━━━ Records provided

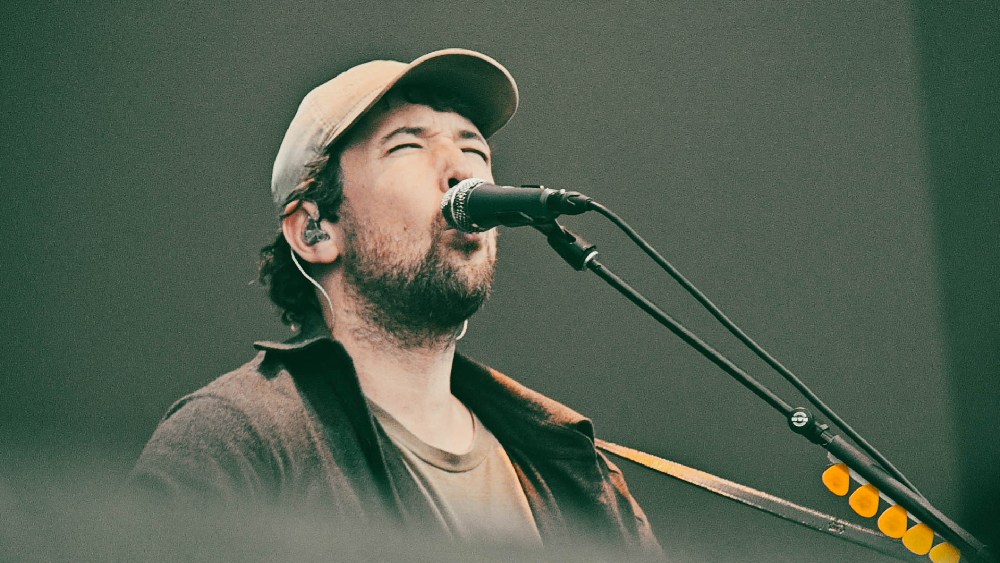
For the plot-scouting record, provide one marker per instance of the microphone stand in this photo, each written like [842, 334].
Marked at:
[581, 255]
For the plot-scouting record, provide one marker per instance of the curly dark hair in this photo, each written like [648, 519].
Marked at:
[323, 185]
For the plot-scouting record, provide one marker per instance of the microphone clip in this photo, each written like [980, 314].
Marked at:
[576, 251]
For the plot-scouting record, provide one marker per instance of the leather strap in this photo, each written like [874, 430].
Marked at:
[760, 500]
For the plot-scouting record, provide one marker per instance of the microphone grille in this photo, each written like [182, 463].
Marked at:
[453, 205]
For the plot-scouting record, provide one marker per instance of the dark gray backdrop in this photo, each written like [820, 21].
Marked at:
[826, 172]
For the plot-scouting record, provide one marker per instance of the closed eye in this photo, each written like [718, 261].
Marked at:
[403, 146]
[479, 152]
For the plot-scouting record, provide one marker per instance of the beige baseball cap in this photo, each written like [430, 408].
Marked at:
[331, 108]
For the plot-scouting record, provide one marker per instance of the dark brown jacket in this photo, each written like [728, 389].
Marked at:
[292, 426]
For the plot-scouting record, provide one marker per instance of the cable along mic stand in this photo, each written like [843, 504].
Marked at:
[581, 255]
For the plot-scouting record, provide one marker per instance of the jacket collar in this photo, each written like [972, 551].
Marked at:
[514, 413]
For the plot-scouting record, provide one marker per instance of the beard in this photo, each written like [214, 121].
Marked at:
[414, 302]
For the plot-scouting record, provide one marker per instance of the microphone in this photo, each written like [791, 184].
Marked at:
[474, 206]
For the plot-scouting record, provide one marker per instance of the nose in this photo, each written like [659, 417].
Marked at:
[455, 167]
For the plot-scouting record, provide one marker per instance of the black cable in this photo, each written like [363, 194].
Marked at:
[757, 349]
[689, 337]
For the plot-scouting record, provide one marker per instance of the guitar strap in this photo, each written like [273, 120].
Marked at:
[771, 504]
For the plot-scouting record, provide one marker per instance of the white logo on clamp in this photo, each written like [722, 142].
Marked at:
[800, 419]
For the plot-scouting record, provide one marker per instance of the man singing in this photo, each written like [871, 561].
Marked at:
[368, 411]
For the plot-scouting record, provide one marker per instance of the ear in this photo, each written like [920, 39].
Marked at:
[294, 226]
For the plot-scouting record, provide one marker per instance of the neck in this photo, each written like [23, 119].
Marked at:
[409, 376]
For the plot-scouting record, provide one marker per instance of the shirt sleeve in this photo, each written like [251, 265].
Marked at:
[206, 450]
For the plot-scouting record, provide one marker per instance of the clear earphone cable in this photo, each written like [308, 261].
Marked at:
[314, 282]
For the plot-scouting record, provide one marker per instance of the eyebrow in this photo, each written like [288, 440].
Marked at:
[420, 131]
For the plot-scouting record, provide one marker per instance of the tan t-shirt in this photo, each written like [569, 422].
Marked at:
[475, 495]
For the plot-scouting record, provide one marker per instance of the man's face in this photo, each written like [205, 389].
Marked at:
[415, 273]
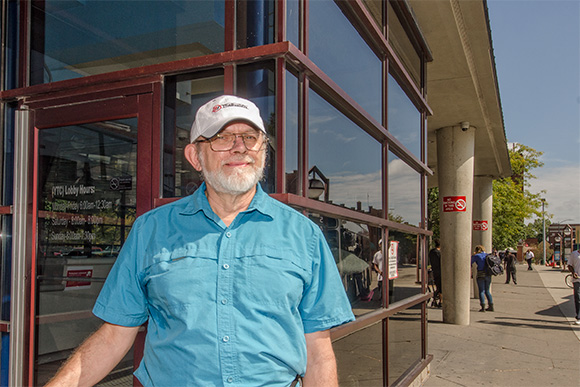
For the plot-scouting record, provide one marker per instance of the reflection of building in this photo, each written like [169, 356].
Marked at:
[107, 90]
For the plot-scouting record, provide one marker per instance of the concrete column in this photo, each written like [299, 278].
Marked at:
[455, 159]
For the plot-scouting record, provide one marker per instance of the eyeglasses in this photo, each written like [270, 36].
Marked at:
[224, 142]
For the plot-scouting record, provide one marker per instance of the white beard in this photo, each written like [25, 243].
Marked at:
[237, 183]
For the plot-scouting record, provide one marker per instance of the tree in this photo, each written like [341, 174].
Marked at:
[513, 203]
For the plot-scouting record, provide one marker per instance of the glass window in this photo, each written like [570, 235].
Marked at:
[404, 49]
[404, 120]
[404, 282]
[76, 38]
[375, 7]
[404, 192]
[339, 51]
[404, 341]
[183, 96]
[353, 246]
[292, 175]
[257, 83]
[292, 22]
[86, 207]
[359, 357]
[255, 22]
[344, 160]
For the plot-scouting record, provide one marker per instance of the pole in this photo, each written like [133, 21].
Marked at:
[544, 233]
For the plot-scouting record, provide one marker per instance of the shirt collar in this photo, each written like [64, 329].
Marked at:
[198, 202]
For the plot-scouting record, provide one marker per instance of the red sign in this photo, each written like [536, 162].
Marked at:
[480, 225]
[454, 204]
[80, 273]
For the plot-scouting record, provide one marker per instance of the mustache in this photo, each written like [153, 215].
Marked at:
[239, 159]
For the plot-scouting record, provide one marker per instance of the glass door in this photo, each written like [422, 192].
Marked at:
[87, 179]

━━━━━━

**Directions**
Copy out every line of the material above exactly, skipping the pictures.

**Answer to this problem**
For the plot-scouting record, provide one marker per instance of the microphone stand in this photo, each written like [842, 334].
Marked at:
[581, 255]
For the plot-scouting record, provide one marker per instance of the curly dark hair in this photo, each written like [648, 519].
Marked at:
[323, 185]
For the plot-scouting record, provide one marker per instance of the microphone clip in this photo, each written like [980, 314].
Marked at:
[576, 251]
For the plot-scouting record, provide one marker per instance of the leather strap in this photo, each written like [874, 430].
Marked at:
[760, 500]
For the plot-scouting record, provide one marker per instance of the microphone grille in this photo, each written like [182, 463].
Marked at:
[453, 205]
For the plot-scouting record, provide one marker per instance of the dark gray backdrop in this photo, each written like [820, 21].
Marked at:
[826, 172]
For the plot-scouting record, provide one marker per instance of the closed eye in this photo, each written like [718, 261].
Marked at:
[403, 146]
[479, 152]
For the plot-scouting record, provide one marker per instance of the beige baseball cap in this photo, each written like [430, 408].
Marked at:
[331, 108]
For the plot-scouting record, provide one marker per instance of the dark brown jacket in this photo, each written like [728, 389].
Marked at:
[292, 426]
For the plot-scouting record, provide one marker per instance of the cable along mic stand in this photo, each written like [843, 504].
Marked at:
[581, 255]
For the plot-scouting record, provide one marker per instance of the jacket collar in this photo, each written like [972, 551].
Marked at:
[514, 413]
For the plot-scouting record, provide one marker per instance of the beard in this photo, each written like [214, 121].
Marked at:
[414, 302]
For the plot-scouting record, provide one marker per instance of the microphone in this photo, each written like [791, 184].
Marked at:
[474, 206]
For the plot-scouting record, provide one marker per instance of the nose in this photo, each written like [659, 417].
Marked at:
[455, 167]
For the plot-scouting record, provide one marker per instance of the black cable in this photo, each written like [363, 194].
Marked at:
[757, 349]
[689, 337]
For the plot-scouting record, provide one marker per instance of the guitar strap in this photo, each written like [273, 120].
Marked at:
[771, 504]
For the plot-scouting record, provide one marker per instance of the white logo on clamp in this photo, each written like [722, 142].
Marked at:
[800, 419]
For the plot-scouting record, provide one marker per instance of the man singing in this photo, each written like [871, 561].
Marked at:
[368, 411]
For the plot-scouting record, provide one marker per instance of the ear in this photo, each written like [920, 39].
Marked at:
[294, 226]
For the plot-scouting record, provide one marker per instance of the neck in this photo, each written like [23, 119].
Marked at:
[409, 376]
For the plot-scouting record, provide one marker per instance of the shirt sleeve in this photo, each written like [251, 265].
Marked at:
[206, 450]
For the plot-scouting record, provide one marker per instance of the clear earphone cable in this photo, each written like [308, 261].
Marked at:
[314, 282]
For the plot-scouting record, provide one marker per instance of the eyebrow in this photo, each written like [288, 440].
Marked at:
[420, 131]
For the plot-scouting record, provide one marker per instance of the tan t-shirt in this photo, each written like [569, 422].
Marked at:
[475, 495]
For the plot-scouting record, provide one marker per instance of the man's face in this photo, each written like [205, 389].
Marked at:
[415, 273]
For the plot-scouting record, provide one marker per instance of the reflection of building in this photo, each written like [169, 356].
Marked at:
[107, 90]
For the plot-scouting record, provide one marker per instance of the concrete column in this photo, each written like [299, 278].
Marked at:
[455, 159]
For the plot-scouting record, provide one marker per instance of the eyeglasses in this photo, each written like [270, 36].
Marked at:
[224, 142]
For the plot-scouting record, provide one marker per instance of the white beard in this photo, each written like [25, 243].
Marked at:
[237, 183]
For the plot-scouting record, provide one marker per instance of the tree in this photo, each written like [341, 174].
Marked at:
[513, 203]
For the plot-scouting record, provide one marker per instance of the glass window in this photo, each written like [570, 235].
Marked at:
[404, 49]
[404, 120]
[404, 282]
[76, 38]
[375, 7]
[404, 192]
[339, 51]
[404, 341]
[183, 96]
[353, 246]
[292, 175]
[257, 83]
[292, 22]
[86, 207]
[359, 357]
[255, 22]
[344, 160]
For the plot-scouting record, provide one marker per instance of the pole in this photo, each written like [133, 21].
Marked at:
[544, 233]
For the plot-scouting record, provide one marker per instance of the shirt collar in this photo, each written like [64, 329].
Marked at:
[198, 202]
For the plot-scouting record, provide one marker per instance of the red sign in this photo, each written like [536, 162].
Marked at:
[480, 225]
[454, 204]
[80, 273]
For the plot-scouting record, provide one marker per instance of the mustache in this photo, each written like [153, 215].
Marked at:
[239, 159]
For the plot-scouting record, provide one marker per instance of the glass door in this photo, each written like [422, 192].
Marked at:
[87, 179]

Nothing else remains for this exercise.